INSTRUCTIONS TO FOLLOW –
Reproduce the complete listing without any deviation.

SUPPLIED ENTRIES –

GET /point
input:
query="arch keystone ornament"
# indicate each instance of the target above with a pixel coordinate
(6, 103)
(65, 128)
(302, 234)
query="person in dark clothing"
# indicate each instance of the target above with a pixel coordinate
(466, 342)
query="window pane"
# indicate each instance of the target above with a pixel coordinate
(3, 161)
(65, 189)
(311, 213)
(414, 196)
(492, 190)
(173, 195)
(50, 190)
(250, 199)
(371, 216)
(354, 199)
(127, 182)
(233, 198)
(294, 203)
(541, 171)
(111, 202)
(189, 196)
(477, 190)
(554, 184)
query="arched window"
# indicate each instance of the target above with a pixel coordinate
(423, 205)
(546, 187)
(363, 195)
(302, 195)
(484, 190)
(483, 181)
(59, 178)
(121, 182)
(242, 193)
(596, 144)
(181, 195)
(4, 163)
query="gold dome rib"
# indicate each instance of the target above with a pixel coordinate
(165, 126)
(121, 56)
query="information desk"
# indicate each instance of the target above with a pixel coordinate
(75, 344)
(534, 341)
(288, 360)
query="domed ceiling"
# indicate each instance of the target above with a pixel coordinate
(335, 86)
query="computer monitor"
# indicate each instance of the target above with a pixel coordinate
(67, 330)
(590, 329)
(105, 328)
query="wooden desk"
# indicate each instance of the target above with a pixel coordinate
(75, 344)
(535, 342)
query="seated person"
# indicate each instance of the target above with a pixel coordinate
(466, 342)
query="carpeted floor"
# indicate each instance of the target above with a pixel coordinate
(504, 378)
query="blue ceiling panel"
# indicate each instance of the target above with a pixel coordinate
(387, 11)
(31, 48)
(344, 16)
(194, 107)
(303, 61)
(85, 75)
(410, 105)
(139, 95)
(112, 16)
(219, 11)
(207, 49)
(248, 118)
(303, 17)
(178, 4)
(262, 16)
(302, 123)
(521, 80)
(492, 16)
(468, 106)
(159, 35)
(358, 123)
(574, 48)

EXERCISE ANSWER –
GET /point
input:
query="arch keystone ornament"
# indicate each instance of the target above with a pixel coordinate
(6, 103)
(65, 128)
(302, 234)
query="person in dark clothing"
# indicate each instance of the target above with a pixel coordinate
(466, 342)
query="window pane"
# indicate each instance of the target above with a pixel coordinate
(3, 161)
(65, 189)
(311, 213)
(414, 196)
(492, 190)
(173, 195)
(50, 190)
(250, 199)
(371, 216)
(354, 199)
(127, 182)
(233, 198)
(294, 203)
(541, 171)
(111, 202)
(189, 196)
(477, 190)
(554, 184)
query="arched window"
# indicate each instance of the target above with a pixel coordinate
(423, 205)
(546, 187)
(363, 195)
(302, 195)
(484, 190)
(483, 181)
(59, 178)
(121, 182)
(242, 193)
(596, 144)
(181, 195)
(4, 163)
query="gold dome rib"
# indicate each instance of the target above with a pixel coordinate
(165, 126)
(121, 56)
query="information desk"
# indicate each instance of the target above with a pixel coordinate
(75, 344)
(534, 341)
(288, 360)
query="domed ceiling"
# indicate each instance of the target above with a pixel coordinate
(335, 86)
query="computer monitor"
# indicate each instance of the target above with a pixel coordinate
(67, 330)
(590, 329)
(105, 328)
query="wooden desk"
# indicate each instance of the target above with a pixel coordinate
(75, 344)
(535, 342)
query="seated person"
# indicate each instance of the target above with a pixel coordinate
(466, 342)
query="carpeted floor"
# indicate each instance of the target above with a pixel coordinate
(504, 378)
query="blue ceiling panel"
# indicate each instance of the target above with a pixel coordinate
(387, 11)
(31, 48)
(344, 16)
(194, 107)
(303, 61)
(85, 75)
(410, 105)
(139, 95)
(112, 16)
(219, 11)
(207, 49)
(248, 118)
(303, 17)
(178, 4)
(262, 16)
(302, 123)
(521, 80)
(492, 16)
(468, 106)
(159, 35)
(358, 123)
(574, 48)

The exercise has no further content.